==== TASK MATERIAL
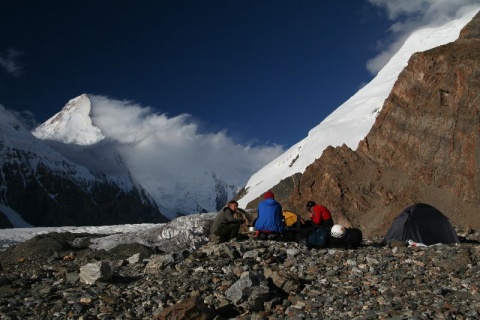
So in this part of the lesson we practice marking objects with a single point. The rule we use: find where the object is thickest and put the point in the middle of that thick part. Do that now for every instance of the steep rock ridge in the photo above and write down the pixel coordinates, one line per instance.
(355, 116)
(46, 189)
(423, 147)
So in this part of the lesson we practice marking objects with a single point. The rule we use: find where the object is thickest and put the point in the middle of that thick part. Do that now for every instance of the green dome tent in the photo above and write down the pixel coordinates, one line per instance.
(421, 223)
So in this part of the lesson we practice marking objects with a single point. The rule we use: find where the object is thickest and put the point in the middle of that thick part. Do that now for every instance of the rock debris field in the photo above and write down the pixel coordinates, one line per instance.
(56, 276)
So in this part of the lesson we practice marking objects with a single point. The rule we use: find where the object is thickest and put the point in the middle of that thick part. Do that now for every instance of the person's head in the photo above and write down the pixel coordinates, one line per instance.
(310, 205)
(233, 205)
(337, 231)
(269, 195)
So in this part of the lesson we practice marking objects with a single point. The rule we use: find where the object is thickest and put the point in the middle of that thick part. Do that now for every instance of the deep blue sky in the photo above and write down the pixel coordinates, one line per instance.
(267, 71)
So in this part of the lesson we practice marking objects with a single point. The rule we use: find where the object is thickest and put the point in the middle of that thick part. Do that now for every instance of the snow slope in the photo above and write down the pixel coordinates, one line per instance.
(352, 121)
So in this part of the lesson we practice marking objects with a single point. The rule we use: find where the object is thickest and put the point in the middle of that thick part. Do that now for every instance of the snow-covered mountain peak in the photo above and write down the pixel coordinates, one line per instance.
(72, 124)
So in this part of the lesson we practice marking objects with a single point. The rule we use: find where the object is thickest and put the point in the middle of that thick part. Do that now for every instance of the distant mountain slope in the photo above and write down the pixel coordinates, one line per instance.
(181, 192)
(41, 187)
(350, 122)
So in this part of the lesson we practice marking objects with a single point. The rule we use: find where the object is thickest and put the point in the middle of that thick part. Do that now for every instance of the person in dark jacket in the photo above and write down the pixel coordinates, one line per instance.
(225, 227)
(270, 215)
(320, 216)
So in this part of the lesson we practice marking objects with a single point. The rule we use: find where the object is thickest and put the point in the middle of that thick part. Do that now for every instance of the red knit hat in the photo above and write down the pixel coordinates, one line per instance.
(269, 194)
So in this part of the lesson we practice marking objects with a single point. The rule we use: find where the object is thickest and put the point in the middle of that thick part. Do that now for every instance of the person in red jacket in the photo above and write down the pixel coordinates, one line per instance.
(320, 215)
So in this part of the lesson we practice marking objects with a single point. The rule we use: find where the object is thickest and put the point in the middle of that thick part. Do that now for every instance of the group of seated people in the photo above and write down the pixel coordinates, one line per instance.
(270, 220)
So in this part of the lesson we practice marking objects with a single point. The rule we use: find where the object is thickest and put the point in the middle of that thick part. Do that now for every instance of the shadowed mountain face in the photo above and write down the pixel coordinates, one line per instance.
(423, 147)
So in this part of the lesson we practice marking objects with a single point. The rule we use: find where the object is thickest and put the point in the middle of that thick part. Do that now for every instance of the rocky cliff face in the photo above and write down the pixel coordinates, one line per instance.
(423, 147)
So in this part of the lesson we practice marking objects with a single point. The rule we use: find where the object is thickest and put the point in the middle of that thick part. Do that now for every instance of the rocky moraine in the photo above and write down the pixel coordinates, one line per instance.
(56, 276)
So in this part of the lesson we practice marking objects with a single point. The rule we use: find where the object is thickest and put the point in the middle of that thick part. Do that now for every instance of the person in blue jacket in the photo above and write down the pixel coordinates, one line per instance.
(270, 215)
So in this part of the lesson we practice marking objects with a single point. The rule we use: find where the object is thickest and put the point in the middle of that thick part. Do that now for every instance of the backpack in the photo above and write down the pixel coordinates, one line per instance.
(354, 238)
(318, 238)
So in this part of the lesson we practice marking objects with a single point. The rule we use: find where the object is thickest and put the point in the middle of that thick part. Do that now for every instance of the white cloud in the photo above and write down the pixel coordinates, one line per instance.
(159, 147)
(10, 62)
(411, 15)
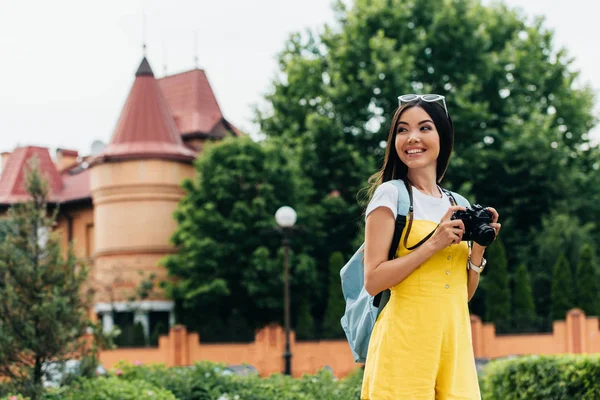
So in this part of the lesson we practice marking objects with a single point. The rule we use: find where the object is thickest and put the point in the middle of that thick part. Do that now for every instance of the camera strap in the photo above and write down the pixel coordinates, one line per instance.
(411, 216)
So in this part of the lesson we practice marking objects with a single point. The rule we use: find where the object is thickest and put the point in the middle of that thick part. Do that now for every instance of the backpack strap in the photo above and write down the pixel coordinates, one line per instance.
(404, 206)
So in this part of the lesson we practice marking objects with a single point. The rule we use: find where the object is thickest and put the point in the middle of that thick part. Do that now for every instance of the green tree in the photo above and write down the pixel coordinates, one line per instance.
(521, 124)
(335, 302)
(562, 288)
(228, 252)
(586, 279)
(559, 233)
(497, 300)
(523, 306)
(305, 324)
(43, 312)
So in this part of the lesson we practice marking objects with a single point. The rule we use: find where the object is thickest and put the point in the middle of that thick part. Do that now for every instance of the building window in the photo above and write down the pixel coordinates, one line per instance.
(159, 325)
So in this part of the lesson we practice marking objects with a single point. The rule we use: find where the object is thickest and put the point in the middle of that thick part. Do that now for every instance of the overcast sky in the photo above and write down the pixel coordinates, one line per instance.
(67, 66)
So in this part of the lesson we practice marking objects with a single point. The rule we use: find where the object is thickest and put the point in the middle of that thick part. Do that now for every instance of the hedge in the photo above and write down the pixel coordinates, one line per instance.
(542, 377)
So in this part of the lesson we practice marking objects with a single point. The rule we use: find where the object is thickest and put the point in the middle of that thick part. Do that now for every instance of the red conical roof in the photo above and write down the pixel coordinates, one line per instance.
(146, 128)
(12, 180)
(194, 105)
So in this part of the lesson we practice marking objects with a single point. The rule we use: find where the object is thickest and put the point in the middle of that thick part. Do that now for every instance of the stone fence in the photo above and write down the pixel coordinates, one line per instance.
(577, 334)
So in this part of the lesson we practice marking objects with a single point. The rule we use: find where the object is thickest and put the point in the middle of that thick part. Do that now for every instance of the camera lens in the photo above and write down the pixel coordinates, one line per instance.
(484, 235)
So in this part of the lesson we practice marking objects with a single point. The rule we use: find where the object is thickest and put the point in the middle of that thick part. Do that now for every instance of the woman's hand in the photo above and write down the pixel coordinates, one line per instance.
(494, 225)
(449, 231)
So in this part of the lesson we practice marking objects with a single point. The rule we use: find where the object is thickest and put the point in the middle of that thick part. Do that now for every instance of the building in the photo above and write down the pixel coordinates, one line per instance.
(117, 205)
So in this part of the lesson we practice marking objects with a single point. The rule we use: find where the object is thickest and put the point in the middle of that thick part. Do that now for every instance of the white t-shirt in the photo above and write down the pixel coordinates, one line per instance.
(425, 207)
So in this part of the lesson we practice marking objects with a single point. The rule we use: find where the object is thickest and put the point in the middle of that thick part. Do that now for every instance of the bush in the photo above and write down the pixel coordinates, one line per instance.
(206, 380)
(113, 388)
(542, 377)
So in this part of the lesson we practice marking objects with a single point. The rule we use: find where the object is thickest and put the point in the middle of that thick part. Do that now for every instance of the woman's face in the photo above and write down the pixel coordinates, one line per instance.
(417, 140)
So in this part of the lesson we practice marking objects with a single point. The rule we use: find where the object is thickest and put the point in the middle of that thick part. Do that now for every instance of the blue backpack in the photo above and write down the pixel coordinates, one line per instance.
(362, 309)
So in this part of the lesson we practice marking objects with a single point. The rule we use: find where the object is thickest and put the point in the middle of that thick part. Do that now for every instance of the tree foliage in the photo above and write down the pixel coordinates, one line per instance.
(498, 303)
(524, 317)
(43, 312)
(335, 299)
(227, 246)
(562, 288)
(586, 282)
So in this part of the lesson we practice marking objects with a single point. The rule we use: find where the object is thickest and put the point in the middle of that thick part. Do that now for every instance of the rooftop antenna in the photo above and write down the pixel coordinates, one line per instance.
(165, 57)
(144, 32)
(196, 50)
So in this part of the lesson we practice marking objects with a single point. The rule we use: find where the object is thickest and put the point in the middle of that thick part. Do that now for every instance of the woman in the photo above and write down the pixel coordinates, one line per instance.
(421, 344)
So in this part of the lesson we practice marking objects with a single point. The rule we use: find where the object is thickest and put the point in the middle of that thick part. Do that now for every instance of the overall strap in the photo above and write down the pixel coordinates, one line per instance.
(410, 220)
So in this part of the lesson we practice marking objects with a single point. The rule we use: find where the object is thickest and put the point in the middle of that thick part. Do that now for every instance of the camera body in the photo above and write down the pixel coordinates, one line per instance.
(477, 221)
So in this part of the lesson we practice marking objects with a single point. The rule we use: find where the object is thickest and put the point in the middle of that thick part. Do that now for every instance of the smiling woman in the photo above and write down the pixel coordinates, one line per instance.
(425, 323)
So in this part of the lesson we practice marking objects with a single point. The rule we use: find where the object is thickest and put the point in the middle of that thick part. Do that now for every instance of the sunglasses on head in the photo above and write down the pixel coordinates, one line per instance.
(408, 98)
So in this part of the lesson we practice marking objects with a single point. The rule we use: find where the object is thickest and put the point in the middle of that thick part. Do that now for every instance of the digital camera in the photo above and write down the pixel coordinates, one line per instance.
(477, 221)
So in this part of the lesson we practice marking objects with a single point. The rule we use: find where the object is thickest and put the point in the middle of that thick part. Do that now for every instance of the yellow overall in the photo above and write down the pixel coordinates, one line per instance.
(421, 345)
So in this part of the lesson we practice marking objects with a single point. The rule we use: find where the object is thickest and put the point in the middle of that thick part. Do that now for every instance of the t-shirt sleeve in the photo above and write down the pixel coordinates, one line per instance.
(386, 195)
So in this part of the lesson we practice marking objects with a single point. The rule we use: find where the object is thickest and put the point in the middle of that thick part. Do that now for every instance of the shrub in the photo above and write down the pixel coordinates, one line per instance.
(115, 388)
(542, 377)
(206, 380)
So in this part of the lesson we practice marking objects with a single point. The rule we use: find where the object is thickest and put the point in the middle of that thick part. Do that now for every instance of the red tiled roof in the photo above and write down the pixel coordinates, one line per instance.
(146, 127)
(193, 104)
(12, 180)
(77, 186)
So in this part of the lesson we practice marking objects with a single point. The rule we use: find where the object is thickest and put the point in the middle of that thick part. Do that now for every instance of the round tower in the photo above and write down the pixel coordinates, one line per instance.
(135, 184)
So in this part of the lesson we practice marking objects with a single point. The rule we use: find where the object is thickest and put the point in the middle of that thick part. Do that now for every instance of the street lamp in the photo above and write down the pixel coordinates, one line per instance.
(286, 218)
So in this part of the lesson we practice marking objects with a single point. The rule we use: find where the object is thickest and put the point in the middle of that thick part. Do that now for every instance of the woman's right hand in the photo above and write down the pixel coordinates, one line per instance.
(449, 231)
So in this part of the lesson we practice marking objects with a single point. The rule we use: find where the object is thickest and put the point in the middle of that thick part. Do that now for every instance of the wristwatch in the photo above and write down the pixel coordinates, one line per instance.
(475, 267)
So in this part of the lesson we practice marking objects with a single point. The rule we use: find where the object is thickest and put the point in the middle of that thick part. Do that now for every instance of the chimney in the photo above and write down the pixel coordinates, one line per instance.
(65, 159)
(5, 155)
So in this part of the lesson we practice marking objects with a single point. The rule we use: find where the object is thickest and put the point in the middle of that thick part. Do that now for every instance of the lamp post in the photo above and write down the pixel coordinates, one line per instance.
(286, 218)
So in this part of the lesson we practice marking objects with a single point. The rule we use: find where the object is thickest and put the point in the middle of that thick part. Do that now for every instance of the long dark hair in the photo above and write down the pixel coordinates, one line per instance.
(393, 167)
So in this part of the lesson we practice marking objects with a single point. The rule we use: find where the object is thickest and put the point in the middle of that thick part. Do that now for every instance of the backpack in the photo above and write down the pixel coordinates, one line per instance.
(362, 309)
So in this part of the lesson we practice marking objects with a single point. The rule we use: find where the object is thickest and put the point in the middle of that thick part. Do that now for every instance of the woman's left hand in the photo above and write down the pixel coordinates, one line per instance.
(494, 225)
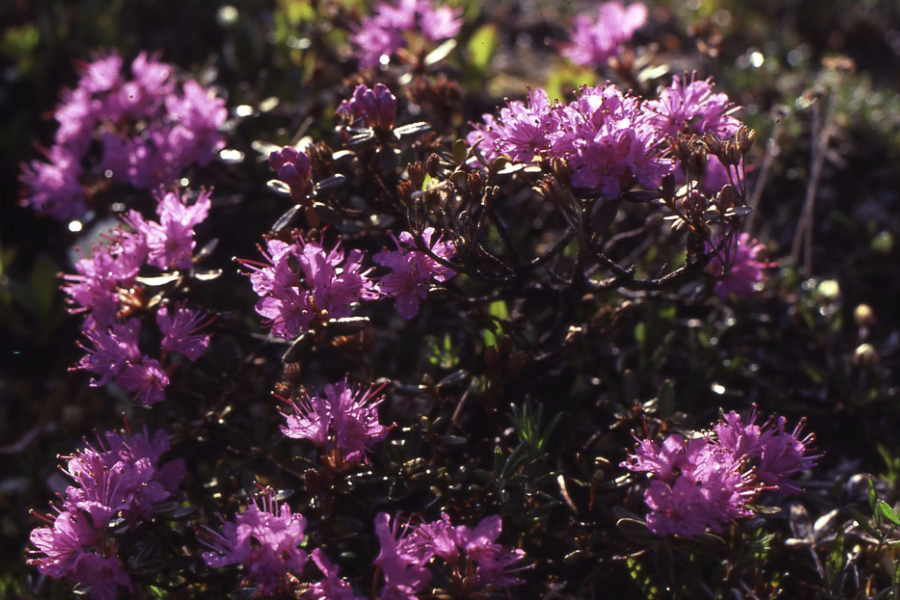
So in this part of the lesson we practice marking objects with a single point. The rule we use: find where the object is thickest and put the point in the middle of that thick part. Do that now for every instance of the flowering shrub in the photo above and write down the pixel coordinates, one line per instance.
(394, 349)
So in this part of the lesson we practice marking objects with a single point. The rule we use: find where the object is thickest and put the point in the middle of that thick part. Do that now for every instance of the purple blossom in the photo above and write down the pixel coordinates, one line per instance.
(413, 271)
(54, 187)
(177, 128)
(294, 168)
(374, 106)
(118, 475)
(346, 415)
(606, 136)
(201, 114)
(331, 587)
(178, 330)
(692, 107)
(265, 539)
(170, 242)
(404, 573)
(745, 271)
(708, 482)
(111, 350)
(594, 41)
(299, 281)
(381, 34)
(146, 380)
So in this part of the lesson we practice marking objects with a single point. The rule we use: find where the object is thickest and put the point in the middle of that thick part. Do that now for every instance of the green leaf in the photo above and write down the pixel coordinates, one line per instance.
(863, 521)
(884, 510)
(482, 45)
(666, 399)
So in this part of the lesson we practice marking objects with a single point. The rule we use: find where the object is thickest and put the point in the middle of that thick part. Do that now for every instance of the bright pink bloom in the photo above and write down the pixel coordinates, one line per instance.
(692, 107)
(594, 41)
(301, 280)
(178, 331)
(745, 271)
(404, 573)
(146, 379)
(413, 271)
(265, 539)
(348, 416)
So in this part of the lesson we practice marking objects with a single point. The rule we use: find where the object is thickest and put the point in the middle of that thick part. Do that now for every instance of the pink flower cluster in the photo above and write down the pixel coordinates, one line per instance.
(106, 288)
(374, 107)
(150, 132)
(594, 41)
(611, 140)
(707, 482)
(745, 271)
(607, 137)
(404, 555)
(300, 282)
(412, 271)
(265, 540)
(118, 477)
(345, 419)
(382, 34)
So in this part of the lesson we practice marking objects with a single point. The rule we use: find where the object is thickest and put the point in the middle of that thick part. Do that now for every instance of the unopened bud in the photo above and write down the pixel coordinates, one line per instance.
(864, 316)
(865, 356)
(745, 139)
(433, 164)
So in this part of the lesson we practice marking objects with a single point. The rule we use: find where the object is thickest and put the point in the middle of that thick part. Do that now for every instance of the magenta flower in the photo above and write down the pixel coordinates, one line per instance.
(292, 296)
(112, 349)
(606, 136)
(146, 380)
(692, 107)
(375, 106)
(118, 476)
(676, 510)
(294, 168)
(345, 416)
(381, 34)
(708, 482)
(330, 588)
(745, 271)
(413, 271)
(177, 128)
(62, 544)
(594, 41)
(265, 539)
(54, 187)
(178, 331)
(170, 242)
(404, 573)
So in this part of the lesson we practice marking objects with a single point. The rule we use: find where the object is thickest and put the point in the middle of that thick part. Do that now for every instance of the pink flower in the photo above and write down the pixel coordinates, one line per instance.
(692, 107)
(145, 379)
(745, 271)
(294, 168)
(347, 415)
(170, 242)
(301, 280)
(330, 588)
(680, 509)
(594, 41)
(112, 350)
(404, 573)
(413, 271)
(265, 539)
(177, 330)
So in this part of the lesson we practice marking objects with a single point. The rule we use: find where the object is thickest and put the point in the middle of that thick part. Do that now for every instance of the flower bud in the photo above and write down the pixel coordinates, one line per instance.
(865, 356)
(863, 316)
(294, 168)
(379, 106)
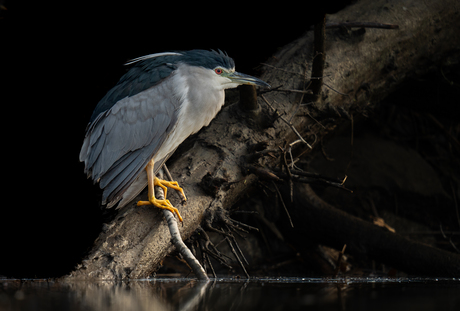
========
- [GIVEN INSTRUCTION]:
Locate each line in the records above that contains the string "head" and copy those lines in full. Matching is case-sensitive.

- [TASK OUTPUT]:
So in this part of the lesson we practice marking objects with a single point. The rule we use: find where the object is thickest and put the point in the middle of that thick part. Do that now for every instance of the person's head in the photo above and write down the pixel coordinates, one line per instance.
So in this part of the lesson we practice marking objects with a single point. The rule we use: find where the object is thickest and put the point in the middle of that thick part. Do that now for every instance of the sunglasses on head in the photo above and write down the pixel coordinates, one line per instance.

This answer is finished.